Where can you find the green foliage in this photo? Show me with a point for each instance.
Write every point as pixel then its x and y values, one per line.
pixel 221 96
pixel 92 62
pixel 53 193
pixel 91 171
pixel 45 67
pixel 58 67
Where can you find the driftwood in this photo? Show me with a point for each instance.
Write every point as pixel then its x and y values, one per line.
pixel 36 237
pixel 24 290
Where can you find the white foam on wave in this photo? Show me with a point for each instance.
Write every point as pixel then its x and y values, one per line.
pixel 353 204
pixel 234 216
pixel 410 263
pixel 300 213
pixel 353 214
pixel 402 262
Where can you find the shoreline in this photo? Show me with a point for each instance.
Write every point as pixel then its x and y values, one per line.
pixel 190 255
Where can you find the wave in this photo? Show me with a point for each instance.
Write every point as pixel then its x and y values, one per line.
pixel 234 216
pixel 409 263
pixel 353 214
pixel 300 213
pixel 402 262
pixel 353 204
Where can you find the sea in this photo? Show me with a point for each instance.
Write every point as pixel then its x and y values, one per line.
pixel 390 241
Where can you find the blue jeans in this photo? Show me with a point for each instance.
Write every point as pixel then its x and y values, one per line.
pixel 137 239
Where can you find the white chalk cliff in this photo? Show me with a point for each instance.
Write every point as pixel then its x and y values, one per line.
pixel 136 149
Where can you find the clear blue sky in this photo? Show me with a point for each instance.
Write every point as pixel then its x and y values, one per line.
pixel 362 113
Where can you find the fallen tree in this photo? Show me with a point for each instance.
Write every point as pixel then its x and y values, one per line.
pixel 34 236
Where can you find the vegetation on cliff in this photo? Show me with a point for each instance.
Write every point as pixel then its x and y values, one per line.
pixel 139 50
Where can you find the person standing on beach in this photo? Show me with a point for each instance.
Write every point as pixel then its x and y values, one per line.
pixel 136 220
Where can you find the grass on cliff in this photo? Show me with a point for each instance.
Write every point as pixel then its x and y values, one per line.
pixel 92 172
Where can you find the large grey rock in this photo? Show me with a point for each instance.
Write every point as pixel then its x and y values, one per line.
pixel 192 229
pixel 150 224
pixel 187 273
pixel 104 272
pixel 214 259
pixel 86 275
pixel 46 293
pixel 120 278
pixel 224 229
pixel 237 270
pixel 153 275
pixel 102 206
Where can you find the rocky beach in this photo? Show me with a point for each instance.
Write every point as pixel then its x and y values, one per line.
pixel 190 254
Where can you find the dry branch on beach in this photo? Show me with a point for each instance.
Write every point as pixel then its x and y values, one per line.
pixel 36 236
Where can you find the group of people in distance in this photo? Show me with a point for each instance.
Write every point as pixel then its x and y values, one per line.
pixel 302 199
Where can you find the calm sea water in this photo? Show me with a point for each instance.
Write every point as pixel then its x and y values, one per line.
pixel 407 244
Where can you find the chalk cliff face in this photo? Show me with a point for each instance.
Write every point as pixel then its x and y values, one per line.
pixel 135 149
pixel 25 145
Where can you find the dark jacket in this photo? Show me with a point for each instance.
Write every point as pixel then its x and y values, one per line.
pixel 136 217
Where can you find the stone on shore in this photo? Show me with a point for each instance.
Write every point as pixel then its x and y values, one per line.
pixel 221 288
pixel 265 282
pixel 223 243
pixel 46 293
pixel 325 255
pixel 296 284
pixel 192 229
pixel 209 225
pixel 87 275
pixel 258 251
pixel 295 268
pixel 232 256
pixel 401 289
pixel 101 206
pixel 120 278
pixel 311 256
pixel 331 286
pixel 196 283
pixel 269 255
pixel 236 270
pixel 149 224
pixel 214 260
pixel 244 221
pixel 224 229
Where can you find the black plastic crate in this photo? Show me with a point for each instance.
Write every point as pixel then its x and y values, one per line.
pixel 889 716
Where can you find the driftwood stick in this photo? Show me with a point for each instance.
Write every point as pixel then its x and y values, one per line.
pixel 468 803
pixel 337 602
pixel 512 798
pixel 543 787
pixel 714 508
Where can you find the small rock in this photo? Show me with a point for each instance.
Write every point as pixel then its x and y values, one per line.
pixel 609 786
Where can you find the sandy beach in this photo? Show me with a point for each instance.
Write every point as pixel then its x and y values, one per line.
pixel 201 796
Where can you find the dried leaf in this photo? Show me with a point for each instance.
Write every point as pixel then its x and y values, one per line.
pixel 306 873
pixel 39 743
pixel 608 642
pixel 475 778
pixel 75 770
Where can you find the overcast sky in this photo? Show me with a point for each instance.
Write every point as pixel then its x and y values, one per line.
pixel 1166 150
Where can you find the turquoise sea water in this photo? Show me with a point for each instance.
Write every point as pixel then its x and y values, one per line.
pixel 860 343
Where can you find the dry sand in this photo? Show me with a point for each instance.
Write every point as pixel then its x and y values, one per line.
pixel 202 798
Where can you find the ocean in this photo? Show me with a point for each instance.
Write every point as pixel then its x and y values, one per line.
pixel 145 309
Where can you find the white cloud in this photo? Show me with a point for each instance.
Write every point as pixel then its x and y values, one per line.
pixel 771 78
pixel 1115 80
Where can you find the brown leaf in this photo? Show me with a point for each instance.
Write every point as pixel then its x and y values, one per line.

◆ Goal ◆
Rewrite the rows from the line with "Where can you find the group" up to and including the line with "pixel 407 244", keeping every request line as it is and offsetting each coordinate in the answers by -29.

◆ Answer for this exercise ◆
Where can you find the group of people in distance in this photo? Show me with a point for each instance.
Write every point as pixel then its x and y values, one per line.
pixel 273 170
Where can you find the calm sea water in this photo? Show me with a point for each instance.
Write every point as pixel then its x and y values, one per line.
pixel 378 215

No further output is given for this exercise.